◆ WHAT THE TASK REQUIRES:
Rewrite the lines below as a numbered list, omitting any blank lines and leaving the pictures out of your answer.
━━━━━━━━━━━━━━━━━━━━━━━━━━━━━━
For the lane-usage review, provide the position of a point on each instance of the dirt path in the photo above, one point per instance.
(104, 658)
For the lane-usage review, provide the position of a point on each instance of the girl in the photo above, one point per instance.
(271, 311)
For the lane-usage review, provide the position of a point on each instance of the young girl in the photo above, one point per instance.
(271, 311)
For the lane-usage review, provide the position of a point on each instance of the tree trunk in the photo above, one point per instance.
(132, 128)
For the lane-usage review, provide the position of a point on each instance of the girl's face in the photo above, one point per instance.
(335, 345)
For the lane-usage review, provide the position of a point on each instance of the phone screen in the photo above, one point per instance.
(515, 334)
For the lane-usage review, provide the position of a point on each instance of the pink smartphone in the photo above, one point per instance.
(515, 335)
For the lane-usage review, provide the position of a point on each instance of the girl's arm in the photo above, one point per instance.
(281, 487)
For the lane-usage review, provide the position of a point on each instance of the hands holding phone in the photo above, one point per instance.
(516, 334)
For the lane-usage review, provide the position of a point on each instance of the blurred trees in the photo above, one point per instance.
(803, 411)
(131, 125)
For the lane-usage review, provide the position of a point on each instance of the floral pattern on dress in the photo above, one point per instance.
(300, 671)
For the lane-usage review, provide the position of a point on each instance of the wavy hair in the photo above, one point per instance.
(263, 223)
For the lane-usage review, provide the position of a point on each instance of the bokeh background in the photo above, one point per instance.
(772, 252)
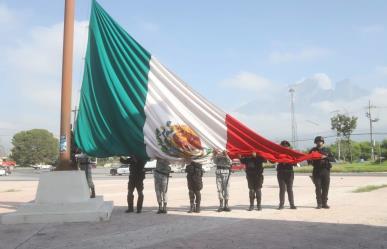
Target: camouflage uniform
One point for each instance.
━━━━━━━━━━━━━━━━━━━━━━━━━━━━━━
◆ CORRECT ANSWER:
1. For the lane-usage review, provide the position of a point on each instance of the dirt path in the photo above, one point per instance.
2. (104, 658)
3. For the lane-usage review, provide the position of a point on each instance of the girl in the photo above, one point per instance.
4. (271, 311)
5. For the lane-usage review, provide the position of a point on each instance of the young girl in the photo above, one point per instance.
6. (271, 311)
7. For the lane-usage review, provide the position of a point on each instance of the tree trunk in the photo above, one point per instance.
8. (132, 128)
9. For the lane-usage review, provide the position of a point on each instance of the girl's face in the photo above, one point per instance.
10. (335, 345)
11. For the lane-usage review, provide the position of a point on each instance of the phone screen in the photo above, one point per instance.
12. (515, 334)
13. For the lane-usage review, provide the position of a point on each instance of the pink smartphone in the photo above, one point per instance.
14. (515, 335)
15. For the lane-usage review, provide the position of a point on each instance of the girl's arm in the photo above, one point per instance.
16. (281, 487)
17. For the lane-usage review, provide the position of a point on each instance of the hands holding phone in the photo above, one point per instance.
18. (516, 334)
19. For the lane-usage review, provide the position of a point on each instance of the blurred trees in the photo above, one point per instance.
20. (803, 411)
21. (131, 125)
22. For the lane-usage review, provide the position of a point on each instance of the floral pattern on dress in the photo above, one point per instance.
23. (300, 671)
24. For the lane-usage review, provide the position of a point on each instance of the wavy hair in the photo above, one point per instance.
25. (263, 223)
26. For the lane-usage review, provide the position of a point on each instance of the bokeh background in the photo above, one point per instance.
27. (772, 252)
28. Target: camouflage uniform
29. One point for each instance.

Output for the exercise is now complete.